Reproduce the passage on women's unpaid work in Latin America and the Caribbean word for word, in full.

> [DOCUMENT SEGMENT]
* * * * *

The report also points to women in the region spending more time on unpaid domestic or care work.

“It will not be possible to achieve equality for women in the workplace until the burden of unpaid and care work which they have historically shouldered has been resolved,” Alicia Bárcena, Executive Secretary of the Economic Commission for Latin America and the Caribbean (ECLAC) said as she presented the report at the 11th session of the Regional Conference on Women in Latin America and the Caribbean.

“This calls for the establishment of a new virtuous equation that encompasses the State, the market and the family,” she said.

The report – entitled “What kind of State? What kind of equality?” – reviews achievements made as well as the challenges facing countries in the region.

According to ECLAC, studies of the total workload, including paid and unpaid, of men and women in different countries in the region shows two trends. In all cases, total work time is greater for women than for men, and women devote more of their time to unpaid work than men.

Figures from 2008 show that 31.6 per cent of women over the age of 15 had no income of their own, while only 10.4 per cent of men were in the same position. Also, more women than men were unemployed, at 8.3 per cent and 5.7 per cent respectively.

* * * * *

> [PROVIDED MATERIAL]
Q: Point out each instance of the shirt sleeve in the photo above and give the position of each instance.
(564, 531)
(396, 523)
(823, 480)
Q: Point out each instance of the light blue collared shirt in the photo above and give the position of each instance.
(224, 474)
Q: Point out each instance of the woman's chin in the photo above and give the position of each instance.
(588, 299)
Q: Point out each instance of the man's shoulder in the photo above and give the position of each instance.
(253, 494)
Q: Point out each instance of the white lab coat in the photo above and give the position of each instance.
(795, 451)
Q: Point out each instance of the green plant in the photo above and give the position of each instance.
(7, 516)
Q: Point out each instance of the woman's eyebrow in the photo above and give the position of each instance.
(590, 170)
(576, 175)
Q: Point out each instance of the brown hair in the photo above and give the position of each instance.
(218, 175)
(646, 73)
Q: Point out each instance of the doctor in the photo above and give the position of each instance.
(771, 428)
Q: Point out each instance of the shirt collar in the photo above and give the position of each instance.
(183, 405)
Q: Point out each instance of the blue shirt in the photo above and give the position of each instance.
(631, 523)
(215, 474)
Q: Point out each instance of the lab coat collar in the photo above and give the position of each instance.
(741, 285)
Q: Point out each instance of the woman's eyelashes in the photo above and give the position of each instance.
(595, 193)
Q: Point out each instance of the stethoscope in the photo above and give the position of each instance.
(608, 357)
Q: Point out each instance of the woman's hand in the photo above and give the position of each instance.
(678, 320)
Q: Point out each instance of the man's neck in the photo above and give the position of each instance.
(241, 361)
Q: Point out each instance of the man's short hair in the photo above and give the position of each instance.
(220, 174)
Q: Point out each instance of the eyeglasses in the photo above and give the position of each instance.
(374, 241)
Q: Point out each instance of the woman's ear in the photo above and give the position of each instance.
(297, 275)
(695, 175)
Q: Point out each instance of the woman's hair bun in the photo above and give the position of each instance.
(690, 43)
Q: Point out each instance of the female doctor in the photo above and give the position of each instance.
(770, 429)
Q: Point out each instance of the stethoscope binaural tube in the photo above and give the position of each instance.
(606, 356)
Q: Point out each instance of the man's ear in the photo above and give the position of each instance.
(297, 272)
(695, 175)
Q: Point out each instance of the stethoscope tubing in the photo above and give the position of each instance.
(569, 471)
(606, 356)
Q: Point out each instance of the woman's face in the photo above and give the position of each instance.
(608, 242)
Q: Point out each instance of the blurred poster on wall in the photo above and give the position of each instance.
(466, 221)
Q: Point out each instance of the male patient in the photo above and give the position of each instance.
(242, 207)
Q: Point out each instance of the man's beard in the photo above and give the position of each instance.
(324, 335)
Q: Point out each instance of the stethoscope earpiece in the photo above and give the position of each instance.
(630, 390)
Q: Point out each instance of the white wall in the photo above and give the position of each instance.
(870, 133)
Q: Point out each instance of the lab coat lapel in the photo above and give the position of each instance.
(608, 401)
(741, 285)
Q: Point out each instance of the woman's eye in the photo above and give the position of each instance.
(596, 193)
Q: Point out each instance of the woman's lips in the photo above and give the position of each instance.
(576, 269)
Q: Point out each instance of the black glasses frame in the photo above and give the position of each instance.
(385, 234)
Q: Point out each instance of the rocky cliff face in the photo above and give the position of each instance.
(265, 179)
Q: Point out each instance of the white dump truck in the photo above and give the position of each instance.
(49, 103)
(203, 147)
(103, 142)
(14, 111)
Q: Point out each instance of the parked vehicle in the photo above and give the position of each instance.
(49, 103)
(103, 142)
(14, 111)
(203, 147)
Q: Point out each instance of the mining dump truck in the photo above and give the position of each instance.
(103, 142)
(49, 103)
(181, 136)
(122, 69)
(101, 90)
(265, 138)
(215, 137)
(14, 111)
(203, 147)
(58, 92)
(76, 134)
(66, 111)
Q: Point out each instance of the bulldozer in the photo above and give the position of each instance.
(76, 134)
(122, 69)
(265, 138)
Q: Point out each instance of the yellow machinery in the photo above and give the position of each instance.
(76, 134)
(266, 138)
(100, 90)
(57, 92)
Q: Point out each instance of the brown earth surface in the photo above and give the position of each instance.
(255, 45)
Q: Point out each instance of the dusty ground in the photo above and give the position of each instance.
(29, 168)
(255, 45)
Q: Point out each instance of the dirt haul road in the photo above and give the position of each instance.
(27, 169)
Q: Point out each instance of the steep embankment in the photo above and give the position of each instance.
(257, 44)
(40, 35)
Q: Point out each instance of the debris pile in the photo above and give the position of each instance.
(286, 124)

* * * * *

> [EXPECTED ANSWER]
The report also points to women in the region spending more time on unpaid domestic or care work.

“It will not be possible to achieve equality for women in the workplace until the burden of unpaid and care work which they have historically shouldered has been resolved,” Alicia Bárcena, Executive Secretary of the Economic Commission for Latin America and the Caribbean (ECLAC) said as she presented the report at the 11th session of the Regional Conference on Women in Latin America and the Caribbean.

“This calls for the establishment of a new virtuous equation that encompasses the State, the market and the family,” she said.

The report – entitled “What kind of State? What kind of equality?” – reviews achievements made as well as the challenges facing countries in the region.

According to ECLAC, studies of the total workload, including paid and unpaid, of men and women in different countries in the region shows two trends. In all cases, total work time is greater for women than for men, and women devote more of their time to unpaid work than men.

Figures from 2008 show that 31.6 per cent of women over the age of 15 had no income of their own, while only 10.4 per cent of men were in the same position. Also, more women than men were unemployed, at 8.3 per cent and 5.7 per cent respectively.